- Task objective:
Convert the lines below, from the line containing "Target = bare tree" through the final line, into a Markdown table with the columns Row and Text, numbering each line in Row and omitting any blank lines.

- Available records:
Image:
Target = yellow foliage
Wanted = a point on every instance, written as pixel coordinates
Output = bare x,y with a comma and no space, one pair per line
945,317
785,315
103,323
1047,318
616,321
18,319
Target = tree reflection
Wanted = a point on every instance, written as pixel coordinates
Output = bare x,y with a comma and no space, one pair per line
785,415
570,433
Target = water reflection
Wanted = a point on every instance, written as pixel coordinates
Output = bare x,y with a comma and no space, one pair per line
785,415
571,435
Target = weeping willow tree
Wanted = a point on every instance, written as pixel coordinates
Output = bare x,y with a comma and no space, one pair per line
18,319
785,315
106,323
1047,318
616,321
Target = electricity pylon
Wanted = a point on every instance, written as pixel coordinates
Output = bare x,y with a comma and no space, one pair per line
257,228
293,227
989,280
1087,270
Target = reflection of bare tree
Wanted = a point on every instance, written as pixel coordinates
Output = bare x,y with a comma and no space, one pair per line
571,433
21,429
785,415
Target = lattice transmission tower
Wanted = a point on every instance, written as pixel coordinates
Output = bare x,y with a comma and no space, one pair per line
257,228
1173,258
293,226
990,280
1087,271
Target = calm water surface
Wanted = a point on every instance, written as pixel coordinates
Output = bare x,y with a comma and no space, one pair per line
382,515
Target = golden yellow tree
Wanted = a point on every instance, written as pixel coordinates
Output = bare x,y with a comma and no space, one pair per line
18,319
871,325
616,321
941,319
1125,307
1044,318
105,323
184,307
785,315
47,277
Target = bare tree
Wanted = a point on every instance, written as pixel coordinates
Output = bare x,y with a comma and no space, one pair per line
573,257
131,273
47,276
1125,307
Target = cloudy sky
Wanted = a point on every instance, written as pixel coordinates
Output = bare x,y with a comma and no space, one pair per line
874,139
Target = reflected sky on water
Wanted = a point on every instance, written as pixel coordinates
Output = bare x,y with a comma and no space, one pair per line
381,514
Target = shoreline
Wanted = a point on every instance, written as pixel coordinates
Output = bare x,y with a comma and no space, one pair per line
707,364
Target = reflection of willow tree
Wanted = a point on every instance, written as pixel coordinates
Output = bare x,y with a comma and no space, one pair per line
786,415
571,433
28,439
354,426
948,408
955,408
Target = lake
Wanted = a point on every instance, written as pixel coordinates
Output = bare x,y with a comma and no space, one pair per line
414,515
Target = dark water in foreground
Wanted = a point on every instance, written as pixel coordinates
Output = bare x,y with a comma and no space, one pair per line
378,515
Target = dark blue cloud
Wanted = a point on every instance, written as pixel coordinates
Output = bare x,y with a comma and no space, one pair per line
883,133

- Solution to this task:
| Row | Text |
|---|---|
| 1 | Target = bare tree |
| 2 | Wanted = a point on every instance, written as pixel coordinates |
| 3 | Output = bare x,y with a comma and no space, one pair per line |
| 4 | 573,257 |
| 5 | 131,273 |
| 6 | 47,276 |
| 7 | 1125,307 |
| 8 | Target = cloudy sky |
| 9 | Wanted = a point on every instance, written as pixel coordinates |
| 10 | Output = bare x,y with a comma and no space, one pair per line |
| 11 | 874,139 |
| 12 | Target = reflected sky on water |
| 13 | Wanted = a point on every instance, written as pixel coordinates |
| 14 | Output = bare x,y with a comma and no space, one pair per line |
| 15 | 381,514 |
| 16 | Target = shoreline |
| 17 | Wanted = a point on every instance, written as pixel coordinates |
| 18 | Output = bare x,y with a comma and no space, one pair per line |
| 19 | 707,364 |
| 20 | Target = reflection of willow tree |
| 21 | Wanted = a point on every instance, written as pixel coordinates |
| 22 | Output = bare x,y with a comma and no space, one pair per line |
| 23 | 786,415 |
| 24 | 571,433 |
| 25 | 28,439 |
| 26 | 354,426 |
| 27 | 948,408 |
| 28 | 955,408 |
| 29 | Target = lake |
| 30 | Wanted = a point on every instance, written as pixel coordinates |
| 31 | Output = bare x,y with a comma and no space, one pair per line |
| 32 | 414,515 |
| 33 | Target = dark water in foreground |
| 34 | Wanted = a point on every instance, written as pixel coordinates |
| 35 | Output = bare x,y with a comma and no space, one pair per line |
| 36 | 378,515 |
| 37 | Target = dark blue cloud |
| 38 | Wanted = a point on every instance, written as pixel coordinates |
| 39 | Output = bare x,y with a comma and no space, one pair per line |
| 40 | 883,133 |